→ **TASK TO COMPLETE**:
Please print the data below word for word, keeping every line unchanged.

→ **EXTRACTED INFORMATION**:
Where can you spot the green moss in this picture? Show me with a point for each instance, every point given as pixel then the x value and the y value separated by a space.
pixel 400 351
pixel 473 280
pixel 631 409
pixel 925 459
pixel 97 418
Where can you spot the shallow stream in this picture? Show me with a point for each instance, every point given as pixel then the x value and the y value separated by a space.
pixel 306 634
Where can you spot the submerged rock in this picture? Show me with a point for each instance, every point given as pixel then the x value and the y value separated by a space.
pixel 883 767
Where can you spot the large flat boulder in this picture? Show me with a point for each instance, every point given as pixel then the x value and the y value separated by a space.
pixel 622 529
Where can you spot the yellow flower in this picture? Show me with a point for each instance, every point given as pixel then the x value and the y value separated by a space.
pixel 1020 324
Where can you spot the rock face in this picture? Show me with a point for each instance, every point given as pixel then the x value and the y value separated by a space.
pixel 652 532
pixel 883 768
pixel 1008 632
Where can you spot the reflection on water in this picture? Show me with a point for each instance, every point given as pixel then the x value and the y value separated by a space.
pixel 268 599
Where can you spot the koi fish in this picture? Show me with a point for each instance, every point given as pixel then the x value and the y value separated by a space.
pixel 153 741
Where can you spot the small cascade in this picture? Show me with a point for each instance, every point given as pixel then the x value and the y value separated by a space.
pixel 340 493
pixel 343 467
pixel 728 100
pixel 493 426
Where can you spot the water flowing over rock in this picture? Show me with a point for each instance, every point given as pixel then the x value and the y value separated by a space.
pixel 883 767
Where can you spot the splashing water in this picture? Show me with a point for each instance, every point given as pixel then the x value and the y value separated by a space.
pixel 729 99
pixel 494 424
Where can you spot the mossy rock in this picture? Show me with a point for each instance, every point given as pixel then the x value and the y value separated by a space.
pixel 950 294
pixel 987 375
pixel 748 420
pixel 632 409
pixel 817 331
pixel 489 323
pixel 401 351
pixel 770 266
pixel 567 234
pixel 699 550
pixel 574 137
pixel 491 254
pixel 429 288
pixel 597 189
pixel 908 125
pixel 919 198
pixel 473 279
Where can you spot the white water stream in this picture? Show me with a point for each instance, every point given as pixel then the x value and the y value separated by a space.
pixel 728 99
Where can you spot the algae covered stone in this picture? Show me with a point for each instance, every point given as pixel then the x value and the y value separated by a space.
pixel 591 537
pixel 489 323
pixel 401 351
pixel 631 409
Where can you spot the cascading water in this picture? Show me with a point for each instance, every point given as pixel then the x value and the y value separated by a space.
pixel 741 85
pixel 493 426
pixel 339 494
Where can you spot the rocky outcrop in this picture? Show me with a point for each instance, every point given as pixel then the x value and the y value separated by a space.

→ **RESULT OF THIS TASK**:
Where can you spot the green moss in this picture? Show me with a point for each instance, every point given as pixel then the x value and the y value separated by a space.
pixel 400 351
pixel 473 280
pixel 631 409
pixel 925 459
pixel 97 418
Where can you spot the shallow stream in this picture? Show me with a point for each instance, every point given as pixel then the x value and the y value separated by a space.
pixel 306 634
Where can you spot the submerged rock in this picture? Show me with a point for each instance, every point given as pixel then the x value and the y value separated by a space.
pixel 883 767
Where can you spot the large flat boulder in this picture? Show me with a point for each instance, every point given as pixel then the x value and the y value separated by a space.
pixel 622 529
Where can you spot the yellow flower in this picture? Show me with a point for each instance, every point given as pixel then the x value and the y value separated by a space.
pixel 1020 324
Where can you spot the rock face in this picture? Show me with a point for each instance, every point given as pixel then the x value and the y value separated by a space.
pixel 652 532
pixel 883 768
pixel 1008 632
Where can you spot the reflection on water in this picture? Show me with a point for each instance, every point given as pixel then the x value and the y value separated by a space.
pixel 268 599
Where can you spot the koi fish in this picture? Show me with a point for each instance, every point given as pixel then the x value and the y value separated by a space.
pixel 153 741
Where can you spot the small cascade in this picture? Show me with a point for each instance, every point given as pixel then the x value and the y value separated by a space.
pixel 340 493
pixel 343 467
pixel 728 100
pixel 493 426
Where can you spot the water flowing over rock in this picture? Show me with a point for each instance, every point given as pixel then the x value and the y value separated by a space.
pixel 883 767
Where can you spot the splashing water in this picture? Show me with a point for each instance, every point given as pixel then the x value and the y value separated by a space.
pixel 729 99
pixel 494 424
Where can you spot the mossy rock in this picture? Show me with a point for each instance, every point given as pixel then the x value and the y value separated by a space.
pixel 950 294
pixel 987 375
pixel 748 420
pixel 632 409
pixel 817 331
pixel 489 323
pixel 401 351
pixel 770 266
pixel 567 234
pixel 699 550
pixel 574 137
pixel 491 254
pixel 429 288
pixel 597 189
pixel 908 125
pixel 919 198
pixel 473 279
Where can you spot the white water stream in this picture? Show me with a point for each instance, every point given as pixel then the x value and the y value separated by a space.
pixel 728 99
Where can you spot the algae covered stone in this picture? Show me with a point for each instance, every point given as pixel then the x value and the y value separated by a space.
pixel 591 537
pixel 489 323
pixel 401 351
pixel 631 409
Where can you spot the cascading water in this picture? Show me with a point for each instance, every point given as pixel then the x value and the y value separated by a space.
pixel 741 85
pixel 493 426
pixel 339 494
Where can you spot the rocky outcrop in this picture? Show me with a point for each instance, every point given as pixel then the x value and the y value separated by a space.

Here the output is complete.